GOAL OF THE EXERCISE: Turn everything from the line containing "the black speaker." down to the end of the listing below into a numbered list, leaving out any blank lines.

Part of a data file:
-=-=-=-=-

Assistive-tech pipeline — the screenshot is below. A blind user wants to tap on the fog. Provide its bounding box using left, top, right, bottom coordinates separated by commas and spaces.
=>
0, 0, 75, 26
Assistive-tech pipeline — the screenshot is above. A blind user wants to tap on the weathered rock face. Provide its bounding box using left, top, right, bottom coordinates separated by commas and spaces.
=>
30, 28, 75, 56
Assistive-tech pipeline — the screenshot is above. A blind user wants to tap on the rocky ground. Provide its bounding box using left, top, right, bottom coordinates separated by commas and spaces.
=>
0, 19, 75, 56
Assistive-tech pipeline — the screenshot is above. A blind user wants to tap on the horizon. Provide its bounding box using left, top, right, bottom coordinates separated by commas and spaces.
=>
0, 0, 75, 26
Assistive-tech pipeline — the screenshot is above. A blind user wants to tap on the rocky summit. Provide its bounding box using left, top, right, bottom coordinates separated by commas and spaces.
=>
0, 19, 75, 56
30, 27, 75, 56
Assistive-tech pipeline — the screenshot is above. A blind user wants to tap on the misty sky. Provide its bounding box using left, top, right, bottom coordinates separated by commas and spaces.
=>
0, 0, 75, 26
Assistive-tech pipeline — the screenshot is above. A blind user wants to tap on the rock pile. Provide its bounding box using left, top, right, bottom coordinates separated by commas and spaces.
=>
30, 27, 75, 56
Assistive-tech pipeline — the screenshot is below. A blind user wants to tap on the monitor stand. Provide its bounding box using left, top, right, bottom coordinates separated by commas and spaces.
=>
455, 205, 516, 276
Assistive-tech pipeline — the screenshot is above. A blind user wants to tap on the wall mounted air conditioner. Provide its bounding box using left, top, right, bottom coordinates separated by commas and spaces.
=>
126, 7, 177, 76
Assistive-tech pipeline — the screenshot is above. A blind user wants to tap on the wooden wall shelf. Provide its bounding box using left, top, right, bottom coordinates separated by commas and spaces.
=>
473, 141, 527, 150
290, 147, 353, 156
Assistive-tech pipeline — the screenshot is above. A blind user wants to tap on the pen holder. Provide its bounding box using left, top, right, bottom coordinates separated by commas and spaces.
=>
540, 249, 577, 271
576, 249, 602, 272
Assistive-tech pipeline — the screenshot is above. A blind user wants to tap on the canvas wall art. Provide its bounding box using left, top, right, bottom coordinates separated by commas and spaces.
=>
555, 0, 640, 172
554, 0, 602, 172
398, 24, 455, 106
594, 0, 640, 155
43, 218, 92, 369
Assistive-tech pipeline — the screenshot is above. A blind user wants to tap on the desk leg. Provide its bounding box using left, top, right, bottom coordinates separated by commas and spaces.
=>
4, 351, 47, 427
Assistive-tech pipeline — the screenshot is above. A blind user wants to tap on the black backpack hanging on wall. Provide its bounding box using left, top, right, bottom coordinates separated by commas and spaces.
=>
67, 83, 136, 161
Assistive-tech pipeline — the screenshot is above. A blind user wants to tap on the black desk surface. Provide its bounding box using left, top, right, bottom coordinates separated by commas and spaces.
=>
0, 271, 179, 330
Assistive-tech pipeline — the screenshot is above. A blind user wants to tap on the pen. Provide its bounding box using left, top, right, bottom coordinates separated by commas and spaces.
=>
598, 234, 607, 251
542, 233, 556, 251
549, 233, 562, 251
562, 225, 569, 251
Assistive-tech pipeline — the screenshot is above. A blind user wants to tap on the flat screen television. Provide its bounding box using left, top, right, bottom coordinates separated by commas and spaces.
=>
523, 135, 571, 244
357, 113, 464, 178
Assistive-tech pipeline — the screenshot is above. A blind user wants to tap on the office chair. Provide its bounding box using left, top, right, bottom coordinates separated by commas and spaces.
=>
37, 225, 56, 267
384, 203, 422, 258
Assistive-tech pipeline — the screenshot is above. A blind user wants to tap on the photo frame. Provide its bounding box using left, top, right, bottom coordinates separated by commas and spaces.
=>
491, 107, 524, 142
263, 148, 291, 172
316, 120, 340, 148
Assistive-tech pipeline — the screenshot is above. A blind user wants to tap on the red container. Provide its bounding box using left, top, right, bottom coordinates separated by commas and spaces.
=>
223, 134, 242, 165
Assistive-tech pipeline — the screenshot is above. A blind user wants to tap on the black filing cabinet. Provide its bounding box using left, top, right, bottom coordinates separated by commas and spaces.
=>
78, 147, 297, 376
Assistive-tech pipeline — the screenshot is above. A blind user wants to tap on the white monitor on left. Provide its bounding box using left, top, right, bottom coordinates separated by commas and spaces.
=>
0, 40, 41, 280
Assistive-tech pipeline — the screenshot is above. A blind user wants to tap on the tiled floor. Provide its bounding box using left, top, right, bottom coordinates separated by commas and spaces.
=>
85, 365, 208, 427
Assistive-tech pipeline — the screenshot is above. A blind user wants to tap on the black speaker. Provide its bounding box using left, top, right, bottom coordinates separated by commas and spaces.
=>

-=-=-=-=-

RESPONSE TO THE TASK:
1. Assistive-tech pipeline — the screenshot is above. A blind user wants to tap on the black speaker. Provide its bounding box using left, top, right, bottom coordinates separated by commas and spaces.
2. =>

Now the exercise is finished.